→ Exercise instructions
• a. Read the report on the Senate funding bill below and decide whether each statement agrees with it: (i) The Senate approved the bill by 69 votes to 28. (ii) Most Republican members of the House backed the plan. (iii) The mandate was estimated to apply to at least 80 million employees. For each, answer yes or no and quote the words of the report that decide it.
• b. List every group that the report on the Senate funding bill below says was made subject to the Biden administration's vaccine mandates.

The United States Senate passed a funding bill that will avoid a government shutdown until mid-February, Reuters reported on Thursday, 2 December.
Democratic Senate Majority Leader Chuck Schumer said that he was "glad that in the end, cooler heads prevailed."
"The government will stay open and I thank the members of this chamber for walking us back from the brink from an avoidable, needless and costly shutdown", he said, reported Reuters.
The vote ended up being 69 in favour and 28 against which ensured the passing of the stopgap spending plan before midnight deadline on Friday, 3 December.
The Senate voted for the stopgap spending plan immediately after the House of Representatives passed the same by a vote of 221-212, The Guardian reported.
Only one GOP member in the House supported the plan.
The vote came after some Republican senators threatened to block the funding bill in protest against Joe Biden's vaccine mandates. Republican senators voted on an amendment to defund the mandate but that vote failed.
The Biden administration introduced mandates in July earlier this year, which required federal employees either get fully jabbed or get tested every week in order to be eligible to work.
Then in September, vaccine mandates were imposed on healthcare workers and companies with 100 workers or more.
The mandate would cover at least 80 million employees, it was estimated.
Court rulings, however, have blocked these mandates for now after multiple attorney generals of Republican states along with conservative groups sued the Biden government for imposing the vaccine mandates.

→ Supplied information

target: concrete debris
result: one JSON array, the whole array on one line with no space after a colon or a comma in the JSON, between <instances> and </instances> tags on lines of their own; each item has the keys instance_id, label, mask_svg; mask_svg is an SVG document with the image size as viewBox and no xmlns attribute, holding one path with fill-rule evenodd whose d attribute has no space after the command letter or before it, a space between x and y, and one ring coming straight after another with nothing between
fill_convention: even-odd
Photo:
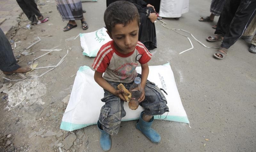
<instances>
[{"instance_id":1,"label":"concrete debris","mask_svg":"<svg viewBox=\"0 0 256 152\"><path fill-rule=\"evenodd\" d=\"M60 152L62 152L62 150L61 150L61 148L60 147L59 148L59 150L60 150Z\"/></svg>"},{"instance_id":2,"label":"concrete debris","mask_svg":"<svg viewBox=\"0 0 256 152\"><path fill-rule=\"evenodd\" d=\"M12 134L8 134L7 135L6 138L10 138L12 137Z\"/></svg>"},{"instance_id":3,"label":"concrete debris","mask_svg":"<svg viewBox=\"0 0 256 152\"><path fill-rule=\"evenodd\" d=\"M62 141L64 148L66 150L69 149L73 145L73 142L76 139L76 136L75 134L71 134L68 135Z\"/></svg>"},{"instance_id":4,"label":"concrete debris","mask_svg":"<svg viewBox=\"0 0 256 152\"><path fill-rule=\"evenodd\" d=\"M6 142L6 143L5 143L5 146L9 146L9 145L12 143L12 141L10 141L8 140Z\"/></svg>"},{"instance_id":5,"label":"concrete debris","mask_svg":"<svg viewBox=\"0 0 256 152\"><path fill-rule=\"evenodd\" d=\"M44 103L40 99L46 93L46 90L45 86L36 79L18 82L10 88L10 90L4 90L8 95L7 108L10 110L26 100L28 101L28 105L35 102L42 105Z\"/></svg>"},{"instance_id":6,"label":"concrete debris","mask_svg":"<svg viewBox=\"0 0 256 152\"><path fill-rule=\"evenodd\" d=\"M57 146L58 147L62 147L62 143L59 143L57 144Z\"/></svg>"},{"instance_id":7,"label":"concrete debris","mask_svg":"<svg viewBox=\"0 0 256 152\"><path fill-rule=\"evenodd\" d=\"M47 131L47 132L44 134L45 136L51 136L54 135L56 135L57 134L55 132L53 132L51 130L49 130Z\"/></svg>"},{"instance_id":8,"label":"concrete debris","mask_svg":"<svg viewBox=\"0 0 256 152\"><path fill-rule=\"evenodd\" d=\"M46 116L46 117L49 117L50 116L50 114L49 114L49 113L46 113L46 115L45 115Z\"/></svg>"},{"instance_id":9,"label":"concrete debris","mask_svg":"<svg viewBox=\"0 0 256 152\"><path fill-rule=\"evenodd\" d=\"M63 98L61 100L62 102L64 104L68 104L68 101L69 100L69 98L70 98L70 95L69 94L66 96L66 97Z\"/></svg>"},{"instance_id":10,"label":"concrete debris","mask_svg":"<svg viewBox=\"0 0 256 152\"><path fill-rule=\"evenodd\" d=\"M45 131L45 129L43 129L42 130L40 130L36 133L36 135L37 136L41 136Z\"/></svg>"},{"instance_id":11,"label":"concrete debris","mask_svg":"<svg viewBox=\"0 0 256 152\"><path fill-rule=\"evenodd\" d=\"M58 137L58 138L60 138L60 137L63 134L63 133L61 132L61 131L60 130L57 133L56 136Z\"/></svg>"},{"instance_id":12,"label":"concrete debris","mask_svg":"<svg viewBox=\"0 0 256 152\"><path fill-rule=\"evenodd\" d=\"M59 140L58 140L57 141L55 141L55 142L54 142L54 146L57 146L57 144L58 144L58 143L59 143Z\"/></svg>"},{"instance_id":13,"label":"concrete debris","mask_svg":"<svg viewBox=\"0 0 256 152\"><path fill-rule=\"evenodd\" d=\"M30 133L30 134L28 136L28 138L30 138L32 137L34 135L36 134L36 132L34 131Z\"/></svg>"},{"instance_id":14,"label":"concrete debris","mask_svg":"<svg viewBox=\"0 0 256 152\"><path fill-rule=\"evenodd\" d=\"M53 143L50 143L50 144L49 144L49 146L50 146L50 147L53 147L53 146L54 146L54 144L53 144Z\"/></svg>"},{"instance_id":15,"label":"concrete debris","mask_svg":"<svg viewBox=\"0 0 256 152\"><path fill-rule=\"evenodd\" d=\"M4 92L8 91L8 90L5 90L11 87L12 85L12 84L10 83L7 85L6 85L6 84L3 84L3 87L2 87L2 88L0 88L0 93L2 92Z\"/></svg>"}]
</instances>

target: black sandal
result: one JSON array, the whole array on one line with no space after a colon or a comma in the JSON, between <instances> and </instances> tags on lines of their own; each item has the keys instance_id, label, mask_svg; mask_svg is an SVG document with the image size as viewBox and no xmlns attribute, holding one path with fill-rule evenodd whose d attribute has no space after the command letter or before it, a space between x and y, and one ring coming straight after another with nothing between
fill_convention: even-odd
<instances>
[{"instance_id":1,"label":"black sandal","mask_svg":"<svg viewBox=\"0 0 256 152\"><path fill-rule=\"evenodd\" d=\"M68 24L67 25L67 26L64 27L64 29L63 30L63 31L64 32L66 32L69 31L72 28L77 27L77 25L76 24L76 25L72 25L68 23ZM68 27L69 27L69 28Z\"/></svg>"},{"instance_id":2,"label":"black sandal","mask_svg":"<svg viewBox=\"0 0 256 152\"><path fill-rule=\"evenodd\" d=\"M43 15L42 15L41 16L42 16L42 18L41 18L41 19L39 19L39 17L37 17L37 19L38 20L39 20L39 21L43 20L44 19L44 16L43 16ZM40 17L41 17L40 16Z\"/></svg>"},{"instance_id":3,"label":"black sandal","mask_svg":"<svg viewBox=\"0 0 256 152\"><path fill-rule=\"evenodd\" d=\"M89 27L88 26L88 24L85 21L82 21L81 23L82 24L82 28L83 30L85 30L88 29ZM85 26L85 27L84 27Z\"/></svg>"}]
</instances>

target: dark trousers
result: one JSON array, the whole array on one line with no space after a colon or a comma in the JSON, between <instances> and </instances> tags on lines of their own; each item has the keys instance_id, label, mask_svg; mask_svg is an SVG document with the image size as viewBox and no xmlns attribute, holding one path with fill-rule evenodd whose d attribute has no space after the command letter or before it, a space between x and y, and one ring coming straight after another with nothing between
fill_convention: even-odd
<instances>
[{"instance_id":1,"label":"dark trousers","mask_svg":"<svg viewBox=\"0 0 256 152\"><path fill-rule=\"evenodd\" d=\"M227 0L214 34L224 36L221 47L228 49L242 36L256 13L255 0Z\"/></svg>"},{"instance_id":2,"label":"dark trousers","mask_svg":"<svg viewBox=\"0 0 256 152\"><path fill-rule=\"evenodd\" d=\"M17 64L10 43L0 28L0 69L11 72L20 67Z\"/></svg>"},{"instance_id":3,"label":"dark trousers","mask_svg":"<svg viewBox=\"0 0 256 152\"><path fill-rule=\"evenodd\" d=\"M28 19L31 22L37 20L35 15L37 17L42 16L35 0L16 0L16 1Z\"/></svg>"}]
</instances>

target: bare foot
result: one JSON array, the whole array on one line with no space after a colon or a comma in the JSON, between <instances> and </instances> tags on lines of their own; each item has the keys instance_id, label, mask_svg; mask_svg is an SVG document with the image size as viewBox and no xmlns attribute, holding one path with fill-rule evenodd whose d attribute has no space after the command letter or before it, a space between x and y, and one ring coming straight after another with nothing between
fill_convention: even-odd
<instances>
[{"instance_id":1,"label":"bare foot","mask_svg":"<svg viewBox=\"0 0 256 152\"><path fill-rule=\"evenodd\" d=\"M28 67L21 67L15 71L12 72L3 71L3 73L5 75L9 75L13 73L25 73L31 70L30 68Z\"/></svg>"}]
</instances>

→ Answers by item
• a.
(i) Yes: "The vote ended up being 69 in favour and 28 against"
(ii) No: "Only one GOP member in the House supported the plan."
(iii) Yes: "The mandate would cover at least 80 million employees"

• b. federal employees; healthcare workers; companies with 100 workers or more